TASK STATEMENT: Quote all of the data below exactly, please.

** SOURCE DATA follows **

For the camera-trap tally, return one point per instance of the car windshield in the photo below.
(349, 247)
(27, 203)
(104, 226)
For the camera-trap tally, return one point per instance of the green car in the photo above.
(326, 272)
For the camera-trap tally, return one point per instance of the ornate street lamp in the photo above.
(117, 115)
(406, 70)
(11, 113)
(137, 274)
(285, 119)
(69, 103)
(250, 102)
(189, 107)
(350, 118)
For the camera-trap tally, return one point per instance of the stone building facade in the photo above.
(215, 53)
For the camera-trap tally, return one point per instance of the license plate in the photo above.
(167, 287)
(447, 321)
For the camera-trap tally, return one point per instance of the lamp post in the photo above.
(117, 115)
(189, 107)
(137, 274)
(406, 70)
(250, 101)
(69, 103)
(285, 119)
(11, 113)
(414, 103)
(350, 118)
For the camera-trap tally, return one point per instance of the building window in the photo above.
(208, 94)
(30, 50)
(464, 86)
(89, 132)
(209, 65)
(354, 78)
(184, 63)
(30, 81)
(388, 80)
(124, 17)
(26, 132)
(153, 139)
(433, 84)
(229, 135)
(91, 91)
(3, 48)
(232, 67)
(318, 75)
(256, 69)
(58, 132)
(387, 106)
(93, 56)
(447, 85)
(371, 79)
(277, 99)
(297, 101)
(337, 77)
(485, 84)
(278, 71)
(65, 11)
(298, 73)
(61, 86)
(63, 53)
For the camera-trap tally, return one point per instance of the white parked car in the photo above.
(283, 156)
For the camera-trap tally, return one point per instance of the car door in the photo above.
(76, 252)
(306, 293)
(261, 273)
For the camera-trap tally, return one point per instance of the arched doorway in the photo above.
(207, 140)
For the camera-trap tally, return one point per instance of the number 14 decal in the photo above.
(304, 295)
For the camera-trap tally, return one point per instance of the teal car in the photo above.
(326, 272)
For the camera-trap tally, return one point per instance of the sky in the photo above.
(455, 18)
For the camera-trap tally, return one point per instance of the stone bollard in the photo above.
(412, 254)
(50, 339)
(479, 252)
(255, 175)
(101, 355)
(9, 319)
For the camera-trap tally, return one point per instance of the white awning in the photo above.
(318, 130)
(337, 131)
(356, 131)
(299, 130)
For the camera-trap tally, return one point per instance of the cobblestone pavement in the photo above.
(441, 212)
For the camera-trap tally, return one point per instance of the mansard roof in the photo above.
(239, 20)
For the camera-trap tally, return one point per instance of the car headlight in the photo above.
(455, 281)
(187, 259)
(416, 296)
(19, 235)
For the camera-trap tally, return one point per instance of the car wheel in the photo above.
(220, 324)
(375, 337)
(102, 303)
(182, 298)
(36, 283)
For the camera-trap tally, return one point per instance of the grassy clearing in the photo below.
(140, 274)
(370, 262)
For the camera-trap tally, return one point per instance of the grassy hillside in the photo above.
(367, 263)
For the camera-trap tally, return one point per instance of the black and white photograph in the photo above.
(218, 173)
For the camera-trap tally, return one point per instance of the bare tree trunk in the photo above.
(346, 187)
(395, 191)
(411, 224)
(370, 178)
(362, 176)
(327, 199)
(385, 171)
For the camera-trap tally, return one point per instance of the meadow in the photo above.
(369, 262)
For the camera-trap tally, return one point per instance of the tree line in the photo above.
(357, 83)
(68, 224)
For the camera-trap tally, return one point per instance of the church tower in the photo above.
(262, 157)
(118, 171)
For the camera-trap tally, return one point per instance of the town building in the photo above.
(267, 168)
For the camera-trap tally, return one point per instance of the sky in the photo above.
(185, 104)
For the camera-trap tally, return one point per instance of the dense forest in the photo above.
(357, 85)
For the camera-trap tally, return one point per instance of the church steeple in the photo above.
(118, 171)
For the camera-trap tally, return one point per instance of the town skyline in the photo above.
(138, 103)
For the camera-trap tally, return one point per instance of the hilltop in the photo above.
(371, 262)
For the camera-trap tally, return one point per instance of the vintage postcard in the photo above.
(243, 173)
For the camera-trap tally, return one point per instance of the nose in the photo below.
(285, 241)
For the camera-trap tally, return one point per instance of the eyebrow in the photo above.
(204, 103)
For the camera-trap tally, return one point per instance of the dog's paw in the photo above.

** End of SOURCE DATA **

THE ANSWER:
For the camera-trap tally, return one point per instance of the car windshield in the photo below.
(349, 247)
(27, 203)
(104, 226)
For the camera-trap tally, return one point per instance of the green car in the photo above.
(326, 272)
For the camera-trap tally, return one point per instance of the ornate street lamp in the photo above.
(117, 115)
(406, 70)
(11, 113)
(137, 274)
(285, 119)
(69, 103)
(250, 102)
(189, 107)
(350, 118)
For the camera-trap tally, return one point per instance of the stone building facade in the photo above.
(215, 53)
For the camera-trap tally, return one point per instance of the license plate in the photo above.
(167, 287)
(447, 321)
For the camera-trap tally, return one point per instance of the lamp post in the photo above.
(117, 115)
(189, 107)
(137, 274)
(406, 70)
(250, 101)
(69, 103)
(285, 119)
(11, 113)
(414, 103)
(350, 118)
For the camera-trap tally, return one point per instance of the building window in the photo above.
(208, 94)
(30, 50)
(464, 86)
(89, 132)
(209, 65)
(354, 78)
(184, 63)
(30, 81)
(388, 80)
(124, 17)
(26, 132)
(153, 139)
(433, 84)
(229, 135)
(91, 91)
(3, 48)
(232, 67)
(318, 75)
(256, 69)
(58, 132)
(387, 106)
(93, 56)
(447, 85)
(371, 79)
(277, 99)
(297, 101)
(337, 77)
(485, 84)
(278, 71)
(65, 11)
(298, 73)
(61, 86)
(63, 53)
For the camera-trap tally, return one point per instance of the white parked car in the photo above.
(283, 156)
For the camera-trap tally, return one point per instance of the car door in the photo above.
(76, 252)
(306, 293)
(261, 273)
For the camera-trap tally, return one point per instance of the arched doorway in the photo above.
(207, 140)
For the camera-trap tally, return one point per instance of the number 14 decal in the photo above.
(304, 295)
For the camera-trap tally, return one point per instance of the teal car in the photo above.
(326, 272)
For the camera-trap tally, return one point per instance of the sky in the photo above.
(455, 18)
For the camera-trap tally, return one point per instance of the stone bollard in the photo above.
(412, 254)
(50, 339)
(479, 252)
(255, 175)
(101, 355)
(9, 319)
For the camera-trap tally, return one point per instance of the white awning in the photo above.
(318, 130)
(337, 131)
(356, 131)
(299, 130)
For the camera-trap tally, return one point per instance of the cobblestone pavement in the photo above.
(441, 212)
For the camera-trap tally, return one point per instance of the mansard roof in the photo above.
(239, 20)
For the camera-trap tally, return one point per instance of the car headlight in the photo above.
(455, 281)
(187, 259)
(416, 296)
(19, 235)
For the camera-trap tally, return one point per instance of the car wheel in the photo above.
(220, 324)
(375, 337)
(102, 303)
(182, 298)
(36, 283)
For the camera-trap tally, return one point per instance of the grassy clearing in the photo below.
(140, 274)
(370, 262)
For the camera-trap tally, return one point per instance of the grassy hillside in the photo above.
(367, 263)
For the camera-trap tally, return one point per instance of the black and white photograph in the photo above.
(218, 173)
For the camera-trap tally, return one point per instance of the bare tree trunk in the photo above.
(346, 187)
(395, 191)
(411, 224)
(370, 178)
(362, 176)
(327, 199)
(385, 171)
For the camera-trap tally, return one point per instance of the meadow in the photo above.
(369, 262)
For the camera-trap tally, return one point per instance of the tree line in the photo above.
(357, 83)
(68, 224)
For the camera-trap tally, return one point per instance of the church tower in the photo above.
(262, 157)
(118, 171)
For the camera-trap tally, return one point per instance of the town building in the photo above.
(267, 168)
For the camera-trap tally, return one point per instance of the sky in the photo above.
(185, 104)
For the camera-trap tally, return one point per instance of the dense forest in the photo above.
(357, 85)
For the camera-trap tally, return one point per instance of the church steeple in the photo above.
(118, 171)
For the camera-trap tally, return one point per instance of the town skyline in the photo above.
(138, 103)
For the camera-trap tally, return one point per instance of the hilltop in the photo above.
(371, 262)
For the camera-trap tally, return one point per instance of the vintage postcard in the photo above.
(243, 173)
For the camera-trap tally, return one point per instance of the nose in the photo below.
(285, 241)
For the camera-trap tally, return one point per instance of the eyebrow in the photo above.
(204, 103)
For the camera-trap tally, return one point per instance of the dog's paw in the photo above.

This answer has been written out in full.